[Stored entries]
↓

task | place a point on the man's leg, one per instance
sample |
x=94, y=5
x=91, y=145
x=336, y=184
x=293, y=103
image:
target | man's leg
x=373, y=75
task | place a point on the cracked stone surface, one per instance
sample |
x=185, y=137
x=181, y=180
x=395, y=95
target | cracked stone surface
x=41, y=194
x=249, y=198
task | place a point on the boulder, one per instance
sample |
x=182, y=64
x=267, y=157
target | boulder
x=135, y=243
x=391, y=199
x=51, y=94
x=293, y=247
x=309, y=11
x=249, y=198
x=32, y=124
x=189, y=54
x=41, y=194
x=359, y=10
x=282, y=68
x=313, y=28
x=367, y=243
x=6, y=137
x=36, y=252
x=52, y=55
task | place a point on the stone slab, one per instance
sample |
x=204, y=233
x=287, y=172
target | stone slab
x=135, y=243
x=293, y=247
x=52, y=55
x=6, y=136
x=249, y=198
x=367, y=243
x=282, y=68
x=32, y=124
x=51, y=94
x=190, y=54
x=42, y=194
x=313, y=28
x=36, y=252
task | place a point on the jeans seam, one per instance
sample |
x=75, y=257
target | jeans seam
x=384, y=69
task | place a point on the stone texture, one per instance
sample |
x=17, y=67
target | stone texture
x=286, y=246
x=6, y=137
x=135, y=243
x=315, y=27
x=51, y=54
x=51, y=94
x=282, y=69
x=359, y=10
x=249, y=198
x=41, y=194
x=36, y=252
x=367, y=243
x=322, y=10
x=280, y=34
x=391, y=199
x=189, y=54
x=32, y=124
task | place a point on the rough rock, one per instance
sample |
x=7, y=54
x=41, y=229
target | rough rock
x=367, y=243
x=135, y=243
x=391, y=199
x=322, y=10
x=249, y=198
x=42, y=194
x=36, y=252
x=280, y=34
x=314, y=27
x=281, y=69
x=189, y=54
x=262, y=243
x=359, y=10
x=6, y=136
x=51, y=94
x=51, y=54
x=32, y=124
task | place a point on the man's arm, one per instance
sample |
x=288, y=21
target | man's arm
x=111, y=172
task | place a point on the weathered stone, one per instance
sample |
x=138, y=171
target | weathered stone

↑

**Given instruction:** Copy out all of the rows above verbatim, without changing anything.

**Task response:**
task | place a point on the man's leg, one per instance
sample |
x=94, y=5
x=91, y=145
x=336, y=184
x=293, y=103
image:
target | man's leg
x=373, y=75
task | place a point on the cracked stone surface, one per instance
sample |
x=185, y=137
x=181, y=180
x=395, y=95
target | cracked stone surface
x=41, y=194
x=249, y=198
task | place a point on the boulder, one per instance
sample |
x=182, y=64
x=267, y=157
target | boulder
x=135, y=243
x=391, y=199
x=51, y=94
x=293, y=247
x=309, y=11
x=249, y=198
x=32, y=124
x=189, y=54
x=41, y=194
x=359, y=10
x=282, y=68
x=313, y=28
x=367, y=243
x=6, y=137
x=36, y=252
x=52, y=55
task | place a point on the stone slab, one per instance
sample |
x=204, y=233
x=287, y=172
target | stone slab
x=135, y=243
x=293, y=247
x=52, y=55
x=6, y=136
x=249, y=198
x=367, y=243
x=282, y=68
x=32, y=124
x=51, y=94
x=190, y=54
x=42, y=194
x=313, y=28
x=36, y=252
task | place a point on the jeans seam, one per instance
sample |
x=75, y=257
target | jeans seam
x=384, y=69
task | place a point on the stone texture, one per instance
sample |
x=17, y=67
target | stone texture
x=286, y=246
x=6, y=137
x=135, y=243
x=315, y=27
x=51, y=54
x=51, y=94
x=282, y=69
x=359, y=10
x=249, y=198
x=41, y=194
x=36, y=252
x=367, y=243
x=322, y=10
x=280, y=34
x=391, y=199
x=189, y=54
x=32, y=124
task | place a point on the rough rock, one per instance
sample |
x=7, y=54
x=41, y=229
target | rough rock
x=367, y=243
x=135, y=243
x=391, y=199
x=322, y=10
x=249, y=198
x=42, y=194
x=36, y=252
x=280, y=34
x=314, y=27
x=281, y=69
x=189, y=54
x=262, y=243
x=359, y=10
x=6, y=136
x=51, y=94
x=51, y=54
x=32, y=124
task | place a point on the man's arm, one per instance
sample |
x=288, y=21
target | man's arm
x=111, y=172
task | place a point on the weathered stone, one per instance
sample |
x=138, y=171
target | weathered stone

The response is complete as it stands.